== SELECTED EXCERPT ==
Being empty-handed is a same old story with many fish-men. At some points, you started to be frustrated with fishing and tortured yourself with questions like: what I have missed? What has gone wrong? Or maybe fishing is simply not for me? In fact, many of us are not aware of avoidable mistakes that unfortunately ruin the whole day of fishing. Lucky you because you are bound to discover 5 blunders that a fishing newbie (even an experienced one also) tends to make.
Bare hand handling a fish.
It’s the silliest mistake of all 5, but the price you may pay for it can be the most costly and bitter. A fish loses most of its energy when struggling with the hook and your pull but that doesn’t mean you don’t need to wear properly padded fishing gloves. Your carelessness can lead to unwanted injuries due to sharp fins, scales, skin and whatever is prickly. Some wounds can even get infected.
Using worn line.
The most common fishing mistake made by anglers is to utilize old, worn line. You may get a fish hooked but suddenly that little fish somehow escapes. The line is arguably the most pivotal part of equipment in your fishing arsenal. The right line possesses enough strength to outmaneuver nearly all kinds of fish.
There are 3 main types of line: Braided, Monofilament, and Fluorocarbon. Each of them has its own pros and cons depending on what fish you are targeting at. You may want to check out the reviews of best fishing line brands.
Using the wrong rods and reels.
===
• [ACTIONS TO TAKE]
**A)** Copy the passage of the fishing mistakes article that begins with the words containing "The most common" and ends with "fishing line brands.".
**B)** Carry on the fishing mistakes article from the point where it stops.
== DATA EXCERPTS ==
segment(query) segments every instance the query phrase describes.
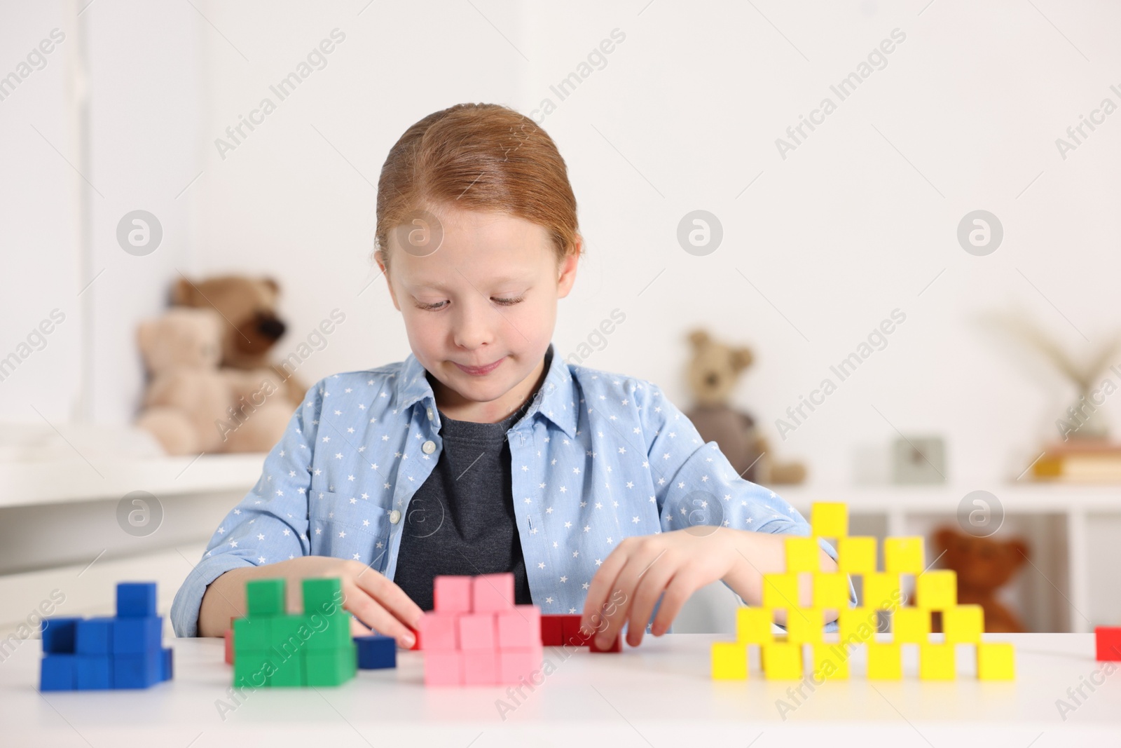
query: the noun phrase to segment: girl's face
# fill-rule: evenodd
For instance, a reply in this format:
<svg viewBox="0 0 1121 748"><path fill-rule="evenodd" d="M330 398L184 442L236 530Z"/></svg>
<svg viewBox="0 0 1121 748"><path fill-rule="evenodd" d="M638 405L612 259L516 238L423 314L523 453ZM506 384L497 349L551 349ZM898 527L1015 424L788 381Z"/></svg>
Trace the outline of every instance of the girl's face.
<svg viewBox="0 0 1121 748"><path fill-rule="evenodd" d="M437 380L436 403L457 421L495 423L544 376L557 299L576 279L576 256L557 267L547 231L503 213L442 209L439 248L425 253L389 232L386 273L409 347ZM421 256L423 255L423 256Z"/></svg>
===
• [RESPONSES]
**A)**
The most common fishing mistake made by anglers is to utilize old, worn line. You may get a fish hooked but suddenly that little fish somehow escapes. The line is arguably the most pivotal part of equipment in your fishing arsenal. The right line possesses enough strength to outmaneuver nearly all kinds of fish.
There are 3 main types of line: Braided, Monofilament, and Fluorocarbon. Each of them has its own pros and cons depending on what fish you are targeting at. You may want to check out the reviews of best fishing line brands.

**B)**
For some who don’t do a thorough research into how to choose proper fishing equipment, especially rods and reels, incompatibility between them may result in unsuccessful fishing trip. Remember that not all rods and reels are interchangeable and each suits different targets: See arsenal of rods and reels for better understanding of how to make most of these dispensable items for different types of fishing.
Using inappropriate hooks.
There are different types of hooks, with different shapes, designs and sizes: big, small, medium, that is specifically tailored to catch a particular fish. If you can’t predict the next exactly what hooks are needed for the coming trip, you better off buying variety packs of hooks, or various hooks in all shapes. Avoiding buying too-small hooks since they hardly work with medium bigger targets. Tiny hooks also do harm to the fish and are difficult to be removed while too-large ones are likely to be ignored and avoided by fish. Purchasing an appropriate hook is actually rewarding, and don’t waste your effort on dull, rusty ones.
Not following the guide from locals.
If you are planning to go on a fishing trip to somewhere you don’t know much about the fishing ground, then hire a local guide (a veteran angler is recommended) to get valuable advices and avoid unexpected situations.
For many big-headed people, skipping and underestimating the guide always gets them into trouble. Should you be in an unfamiliar environment that you barely know about, then why not listen to a know-it-all local angler?